* GOAL OF THE EXERCISE: Only a number is wanted: how many lines of the entries include the string "every"?

Stored data entries

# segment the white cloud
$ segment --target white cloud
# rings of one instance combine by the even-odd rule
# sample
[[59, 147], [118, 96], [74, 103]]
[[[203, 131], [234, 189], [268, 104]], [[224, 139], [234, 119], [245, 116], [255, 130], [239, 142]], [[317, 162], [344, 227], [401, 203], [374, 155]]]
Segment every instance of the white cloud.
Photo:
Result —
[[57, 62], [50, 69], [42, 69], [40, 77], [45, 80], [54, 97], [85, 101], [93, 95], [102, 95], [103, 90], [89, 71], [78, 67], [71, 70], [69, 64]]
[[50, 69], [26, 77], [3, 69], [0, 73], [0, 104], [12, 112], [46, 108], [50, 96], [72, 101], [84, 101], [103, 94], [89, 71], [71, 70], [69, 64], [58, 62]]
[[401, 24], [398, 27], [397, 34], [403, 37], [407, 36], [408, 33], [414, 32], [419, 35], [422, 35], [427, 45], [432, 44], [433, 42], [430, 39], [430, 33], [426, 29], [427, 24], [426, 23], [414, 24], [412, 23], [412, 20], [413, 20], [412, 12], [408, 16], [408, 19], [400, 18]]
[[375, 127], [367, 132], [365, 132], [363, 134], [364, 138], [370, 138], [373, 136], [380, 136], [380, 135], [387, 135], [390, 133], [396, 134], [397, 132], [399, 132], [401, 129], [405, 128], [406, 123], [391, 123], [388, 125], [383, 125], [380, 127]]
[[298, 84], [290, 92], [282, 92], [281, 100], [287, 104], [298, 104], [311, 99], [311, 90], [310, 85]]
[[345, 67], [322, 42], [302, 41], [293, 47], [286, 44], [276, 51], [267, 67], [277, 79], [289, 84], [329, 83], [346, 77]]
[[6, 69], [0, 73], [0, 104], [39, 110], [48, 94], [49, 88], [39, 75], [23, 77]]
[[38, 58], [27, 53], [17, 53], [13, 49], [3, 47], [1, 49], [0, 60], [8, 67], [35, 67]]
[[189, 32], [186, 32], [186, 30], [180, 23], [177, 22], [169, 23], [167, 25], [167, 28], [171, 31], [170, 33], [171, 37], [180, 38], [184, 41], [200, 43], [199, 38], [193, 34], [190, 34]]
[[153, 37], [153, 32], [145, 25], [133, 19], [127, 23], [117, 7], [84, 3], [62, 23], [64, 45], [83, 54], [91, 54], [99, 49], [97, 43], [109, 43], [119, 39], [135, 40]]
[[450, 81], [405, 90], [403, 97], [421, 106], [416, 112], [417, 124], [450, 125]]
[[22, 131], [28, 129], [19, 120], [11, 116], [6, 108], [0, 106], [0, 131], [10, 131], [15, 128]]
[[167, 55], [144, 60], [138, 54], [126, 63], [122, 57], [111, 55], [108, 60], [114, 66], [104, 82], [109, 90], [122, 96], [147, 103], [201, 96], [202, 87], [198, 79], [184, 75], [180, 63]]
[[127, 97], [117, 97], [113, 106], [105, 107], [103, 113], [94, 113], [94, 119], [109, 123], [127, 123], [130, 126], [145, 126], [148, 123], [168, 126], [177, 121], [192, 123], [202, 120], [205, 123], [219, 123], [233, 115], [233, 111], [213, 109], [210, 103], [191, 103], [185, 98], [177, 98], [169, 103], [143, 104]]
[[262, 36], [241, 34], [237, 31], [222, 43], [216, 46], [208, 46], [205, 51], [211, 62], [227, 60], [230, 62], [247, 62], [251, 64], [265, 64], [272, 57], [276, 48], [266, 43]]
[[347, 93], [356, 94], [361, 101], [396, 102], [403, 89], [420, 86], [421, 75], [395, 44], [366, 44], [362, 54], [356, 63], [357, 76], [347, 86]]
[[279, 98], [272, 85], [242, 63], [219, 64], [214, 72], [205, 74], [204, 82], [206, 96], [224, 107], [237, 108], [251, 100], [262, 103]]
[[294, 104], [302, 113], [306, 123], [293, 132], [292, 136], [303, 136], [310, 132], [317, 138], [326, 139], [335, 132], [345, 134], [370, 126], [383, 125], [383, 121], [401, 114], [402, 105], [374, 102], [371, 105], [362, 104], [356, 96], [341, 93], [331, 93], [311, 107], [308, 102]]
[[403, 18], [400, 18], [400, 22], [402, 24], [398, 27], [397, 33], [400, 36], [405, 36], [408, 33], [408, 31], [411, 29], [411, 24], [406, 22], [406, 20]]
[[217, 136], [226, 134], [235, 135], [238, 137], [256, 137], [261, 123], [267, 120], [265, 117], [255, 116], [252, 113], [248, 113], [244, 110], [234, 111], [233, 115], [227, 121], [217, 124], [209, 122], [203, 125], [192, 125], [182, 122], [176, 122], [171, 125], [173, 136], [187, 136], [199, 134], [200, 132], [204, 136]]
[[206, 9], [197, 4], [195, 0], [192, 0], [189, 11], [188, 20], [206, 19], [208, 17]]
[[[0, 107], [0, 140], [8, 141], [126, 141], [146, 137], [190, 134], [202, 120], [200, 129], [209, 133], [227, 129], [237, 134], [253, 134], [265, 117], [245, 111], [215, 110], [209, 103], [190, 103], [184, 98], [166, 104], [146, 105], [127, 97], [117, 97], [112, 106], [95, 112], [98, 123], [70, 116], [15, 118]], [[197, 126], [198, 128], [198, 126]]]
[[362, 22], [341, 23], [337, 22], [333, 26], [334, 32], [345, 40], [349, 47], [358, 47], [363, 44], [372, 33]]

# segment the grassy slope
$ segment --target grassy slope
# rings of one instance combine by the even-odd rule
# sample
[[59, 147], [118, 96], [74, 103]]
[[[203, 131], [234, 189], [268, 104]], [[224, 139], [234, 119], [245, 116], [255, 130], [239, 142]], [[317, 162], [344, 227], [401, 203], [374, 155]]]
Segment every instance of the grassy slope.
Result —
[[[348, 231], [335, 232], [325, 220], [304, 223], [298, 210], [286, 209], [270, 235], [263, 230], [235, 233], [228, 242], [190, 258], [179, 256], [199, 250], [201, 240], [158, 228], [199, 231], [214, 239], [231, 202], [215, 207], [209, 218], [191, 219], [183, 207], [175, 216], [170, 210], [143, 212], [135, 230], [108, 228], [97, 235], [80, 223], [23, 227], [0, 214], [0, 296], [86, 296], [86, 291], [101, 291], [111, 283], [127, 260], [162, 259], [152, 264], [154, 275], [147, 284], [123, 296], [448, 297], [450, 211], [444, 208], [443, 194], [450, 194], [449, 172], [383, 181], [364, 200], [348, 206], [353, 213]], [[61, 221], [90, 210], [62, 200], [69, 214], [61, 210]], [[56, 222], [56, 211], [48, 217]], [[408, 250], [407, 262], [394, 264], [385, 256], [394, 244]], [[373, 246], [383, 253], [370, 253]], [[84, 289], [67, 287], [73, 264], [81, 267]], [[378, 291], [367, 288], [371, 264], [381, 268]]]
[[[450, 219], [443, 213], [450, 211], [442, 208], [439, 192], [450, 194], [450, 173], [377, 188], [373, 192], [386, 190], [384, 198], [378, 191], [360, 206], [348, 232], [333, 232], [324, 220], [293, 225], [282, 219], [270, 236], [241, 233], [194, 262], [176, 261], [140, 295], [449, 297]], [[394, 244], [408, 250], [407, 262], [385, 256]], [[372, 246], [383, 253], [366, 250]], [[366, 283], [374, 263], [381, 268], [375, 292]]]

* RESULT OF THE TASK: 2